--- Begin Entries shown ---

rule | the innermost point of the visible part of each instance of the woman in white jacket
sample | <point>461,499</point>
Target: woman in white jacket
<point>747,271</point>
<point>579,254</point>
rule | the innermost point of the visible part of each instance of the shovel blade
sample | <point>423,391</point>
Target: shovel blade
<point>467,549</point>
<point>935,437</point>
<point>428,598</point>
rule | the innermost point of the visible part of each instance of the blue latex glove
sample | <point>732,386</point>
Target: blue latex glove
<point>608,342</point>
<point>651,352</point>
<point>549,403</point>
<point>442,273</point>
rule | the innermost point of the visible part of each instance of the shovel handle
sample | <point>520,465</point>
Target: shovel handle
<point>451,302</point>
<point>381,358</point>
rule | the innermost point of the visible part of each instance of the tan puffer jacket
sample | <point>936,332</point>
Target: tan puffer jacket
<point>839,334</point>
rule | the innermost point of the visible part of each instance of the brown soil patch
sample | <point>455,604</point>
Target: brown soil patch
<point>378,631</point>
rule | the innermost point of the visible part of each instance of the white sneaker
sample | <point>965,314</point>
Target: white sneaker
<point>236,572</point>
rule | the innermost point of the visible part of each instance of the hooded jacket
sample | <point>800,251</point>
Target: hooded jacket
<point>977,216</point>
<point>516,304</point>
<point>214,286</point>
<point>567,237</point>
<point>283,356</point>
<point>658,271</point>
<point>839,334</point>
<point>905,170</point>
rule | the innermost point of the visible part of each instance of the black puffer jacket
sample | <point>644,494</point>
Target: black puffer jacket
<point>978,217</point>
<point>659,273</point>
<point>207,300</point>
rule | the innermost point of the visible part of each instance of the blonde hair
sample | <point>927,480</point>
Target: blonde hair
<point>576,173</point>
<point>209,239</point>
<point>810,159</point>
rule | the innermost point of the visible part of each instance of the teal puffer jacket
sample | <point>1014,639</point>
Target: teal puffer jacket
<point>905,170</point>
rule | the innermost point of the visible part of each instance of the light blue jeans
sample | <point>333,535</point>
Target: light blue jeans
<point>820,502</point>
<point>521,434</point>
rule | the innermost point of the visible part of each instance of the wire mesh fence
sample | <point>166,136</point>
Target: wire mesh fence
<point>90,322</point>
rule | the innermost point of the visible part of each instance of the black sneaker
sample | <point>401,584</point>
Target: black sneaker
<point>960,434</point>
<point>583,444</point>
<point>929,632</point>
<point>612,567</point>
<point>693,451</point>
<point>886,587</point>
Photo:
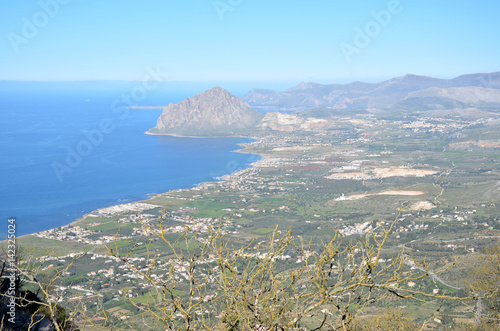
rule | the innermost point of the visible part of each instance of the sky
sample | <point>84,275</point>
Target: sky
<point>247,41</point>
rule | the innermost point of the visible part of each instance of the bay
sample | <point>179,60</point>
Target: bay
<point>68,151</point>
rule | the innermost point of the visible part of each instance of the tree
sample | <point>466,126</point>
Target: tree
<point>485,285</point>
<point>227,286</point>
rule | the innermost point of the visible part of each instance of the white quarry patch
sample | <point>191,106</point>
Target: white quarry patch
<point>422,205</point>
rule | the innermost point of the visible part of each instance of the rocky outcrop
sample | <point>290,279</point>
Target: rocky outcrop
<point>215,112</point>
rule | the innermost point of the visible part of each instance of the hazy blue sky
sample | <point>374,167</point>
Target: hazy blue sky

--- End Entries shown ---

◆ **Your objective**
The line containing "instance of the bay" marks the start; retype it and each line after it through the end of the records above, exactly.

◆ **Solution**
rule | the innermost point of the visible part of each instance of the bay
sample | <point>179,60</point>
Target: bay
<point>68,151</point>
rule | the innermost point of the visible part of each instance of the tree
sample | <point>466,126</point>
Target: tree
<point>485,285</point>
<point>227,286</point>
rule | the innermost point of the visible part of each instance of the white quarry patch
sample | <point>191,106</point>
Target: white quarry patch
<point>422,205</point>
rule | the innermost point of the visible part of each instance of the rocky outcrop
sample | <point>290,279</point>
Target: rocky outcrop
<point>215,112</point>
rule | the innermost point of the visible part of each instance of the hazy blue sky
sample | <point>374,167</point>
Target: hazy blue sky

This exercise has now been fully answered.